Protagonista è Orion (Jacob Tremblay), ragazzino molto intelligente e un po’ cinico che dall’esterno può sembrare come tutti gli altri, ma in realtà vive la sua vita corroso dai timori. Anzi, da quelle che ai suoi occhi assumono l’aspetto di vere e proprie fobie: dal parlare in pubblico al parlare alla compagna di classe per cui ha una leggera cotta, dal bullo alle api, passando per le paure più assurde che potrebbero riempire le pagine di un intero quaderno. Su tutte si erge però quella che proprio lo paralizza: l’arrivo del buio.

◇ ◇ ◇ ◇

- Compiti da svolgere:
1. Aggiorni il brano su Orion riscrivendone la parte compresa tra "Protagonista è Orion" e "l’arrivo del buio.", estremi inclusi, e sostituisca "ragazzino" con "bambino".
2. Elenchi tutte le paure di Orion che il brano nomina in modo specifico.

- Voci di indicazione di oggetti con nome:
◇ ◇ ◇ ◇

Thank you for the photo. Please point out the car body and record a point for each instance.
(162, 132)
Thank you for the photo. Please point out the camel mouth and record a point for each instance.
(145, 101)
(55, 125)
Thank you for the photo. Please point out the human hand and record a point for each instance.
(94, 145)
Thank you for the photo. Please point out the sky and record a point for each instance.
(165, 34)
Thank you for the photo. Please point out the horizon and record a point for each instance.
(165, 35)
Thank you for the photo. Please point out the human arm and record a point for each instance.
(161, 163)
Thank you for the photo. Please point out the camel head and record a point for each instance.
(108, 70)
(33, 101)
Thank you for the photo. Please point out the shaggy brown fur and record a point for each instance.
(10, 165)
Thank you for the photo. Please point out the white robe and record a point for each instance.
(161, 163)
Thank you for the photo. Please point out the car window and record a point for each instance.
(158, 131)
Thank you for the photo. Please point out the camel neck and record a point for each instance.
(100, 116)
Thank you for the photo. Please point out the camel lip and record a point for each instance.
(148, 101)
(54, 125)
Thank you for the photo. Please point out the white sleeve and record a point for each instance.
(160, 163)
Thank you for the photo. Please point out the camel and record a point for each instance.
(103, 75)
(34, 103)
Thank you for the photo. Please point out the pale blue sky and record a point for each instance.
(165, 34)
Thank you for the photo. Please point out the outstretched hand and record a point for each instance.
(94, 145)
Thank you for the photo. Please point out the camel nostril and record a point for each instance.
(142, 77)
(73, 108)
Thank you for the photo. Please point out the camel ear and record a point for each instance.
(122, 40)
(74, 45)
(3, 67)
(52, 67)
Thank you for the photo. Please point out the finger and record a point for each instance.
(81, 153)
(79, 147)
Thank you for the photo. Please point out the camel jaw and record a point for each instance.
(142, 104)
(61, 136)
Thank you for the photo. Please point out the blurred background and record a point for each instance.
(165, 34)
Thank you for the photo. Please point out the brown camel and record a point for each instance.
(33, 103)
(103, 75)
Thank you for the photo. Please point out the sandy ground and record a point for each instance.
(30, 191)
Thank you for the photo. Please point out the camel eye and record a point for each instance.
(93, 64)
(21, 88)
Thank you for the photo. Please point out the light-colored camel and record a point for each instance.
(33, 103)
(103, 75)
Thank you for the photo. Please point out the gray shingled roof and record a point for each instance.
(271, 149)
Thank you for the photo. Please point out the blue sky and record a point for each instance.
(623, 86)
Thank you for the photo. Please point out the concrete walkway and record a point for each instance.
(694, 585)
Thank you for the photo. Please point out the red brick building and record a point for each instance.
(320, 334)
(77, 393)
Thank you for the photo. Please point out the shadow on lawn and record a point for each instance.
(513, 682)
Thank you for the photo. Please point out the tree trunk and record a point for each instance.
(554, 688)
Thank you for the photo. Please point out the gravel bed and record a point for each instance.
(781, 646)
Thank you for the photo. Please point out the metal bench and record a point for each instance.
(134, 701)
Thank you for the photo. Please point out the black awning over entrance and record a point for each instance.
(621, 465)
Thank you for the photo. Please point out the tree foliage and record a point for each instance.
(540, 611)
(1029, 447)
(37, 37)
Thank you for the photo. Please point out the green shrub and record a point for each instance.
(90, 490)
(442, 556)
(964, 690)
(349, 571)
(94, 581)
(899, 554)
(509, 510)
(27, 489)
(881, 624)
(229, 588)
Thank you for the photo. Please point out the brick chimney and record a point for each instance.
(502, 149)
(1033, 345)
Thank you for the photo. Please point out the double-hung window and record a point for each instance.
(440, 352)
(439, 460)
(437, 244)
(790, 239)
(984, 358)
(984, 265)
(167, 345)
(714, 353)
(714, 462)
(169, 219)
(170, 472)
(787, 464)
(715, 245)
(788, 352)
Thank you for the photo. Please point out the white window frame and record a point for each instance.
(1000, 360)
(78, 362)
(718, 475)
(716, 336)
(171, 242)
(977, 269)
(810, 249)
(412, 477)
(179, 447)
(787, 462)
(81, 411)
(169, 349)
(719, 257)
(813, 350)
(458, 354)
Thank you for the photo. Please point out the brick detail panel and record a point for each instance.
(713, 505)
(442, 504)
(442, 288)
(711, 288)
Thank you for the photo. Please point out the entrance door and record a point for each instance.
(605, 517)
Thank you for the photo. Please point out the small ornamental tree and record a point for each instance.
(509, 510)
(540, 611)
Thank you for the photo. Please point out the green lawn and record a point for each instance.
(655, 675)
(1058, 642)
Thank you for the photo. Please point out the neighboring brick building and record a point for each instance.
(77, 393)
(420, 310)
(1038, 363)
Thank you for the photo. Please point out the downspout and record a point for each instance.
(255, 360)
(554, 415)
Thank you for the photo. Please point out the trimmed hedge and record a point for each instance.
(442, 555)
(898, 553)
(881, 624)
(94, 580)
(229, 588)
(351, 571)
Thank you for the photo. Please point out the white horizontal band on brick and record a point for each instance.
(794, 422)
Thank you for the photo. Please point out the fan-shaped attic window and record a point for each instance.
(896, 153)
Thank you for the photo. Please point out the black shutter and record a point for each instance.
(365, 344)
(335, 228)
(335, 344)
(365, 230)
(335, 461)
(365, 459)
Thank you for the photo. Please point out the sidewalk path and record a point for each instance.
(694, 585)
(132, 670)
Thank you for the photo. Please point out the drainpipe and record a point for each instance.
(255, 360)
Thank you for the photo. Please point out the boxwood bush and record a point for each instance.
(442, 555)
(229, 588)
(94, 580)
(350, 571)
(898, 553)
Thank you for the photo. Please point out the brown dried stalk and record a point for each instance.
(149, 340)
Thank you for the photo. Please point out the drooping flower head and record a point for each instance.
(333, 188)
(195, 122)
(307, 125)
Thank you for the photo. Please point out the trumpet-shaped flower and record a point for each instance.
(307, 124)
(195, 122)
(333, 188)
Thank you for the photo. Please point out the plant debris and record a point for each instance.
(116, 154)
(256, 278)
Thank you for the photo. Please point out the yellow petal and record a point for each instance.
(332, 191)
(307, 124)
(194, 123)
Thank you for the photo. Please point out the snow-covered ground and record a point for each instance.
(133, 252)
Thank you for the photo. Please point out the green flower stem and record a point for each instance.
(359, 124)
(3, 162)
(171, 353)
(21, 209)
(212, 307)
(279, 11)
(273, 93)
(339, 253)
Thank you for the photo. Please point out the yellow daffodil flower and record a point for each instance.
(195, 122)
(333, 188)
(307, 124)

◇ ◇ ◇ ◇

- Risposte in ordine:
1.
Protagonista è Orion (Jacob Tremblay), bambino molto intelligente e un po’ cinico che dall’esterno può sembrare come tutti gli altri, ma in realtà vive la sua vita corroso dai timori. Anzi, da quelle che ai suoi occhi assumono l’aspetto di vere e proprie fobie: dal parlare in pubblico al parlare alla compagna di classe per cui ha una leggera cotta, dal bullo alle api, passando per le paure più assurde che potrebbero riempire le pagine di un intero quaderno. Su tutte si erge però quella che proprio lo paralizza: l’arrivo del buio.

2.
- parlare in pubblico
- parlare alla compagna di classe per cui ha una leggera cotta
- il bullo
- le api
- l'arrivo del buio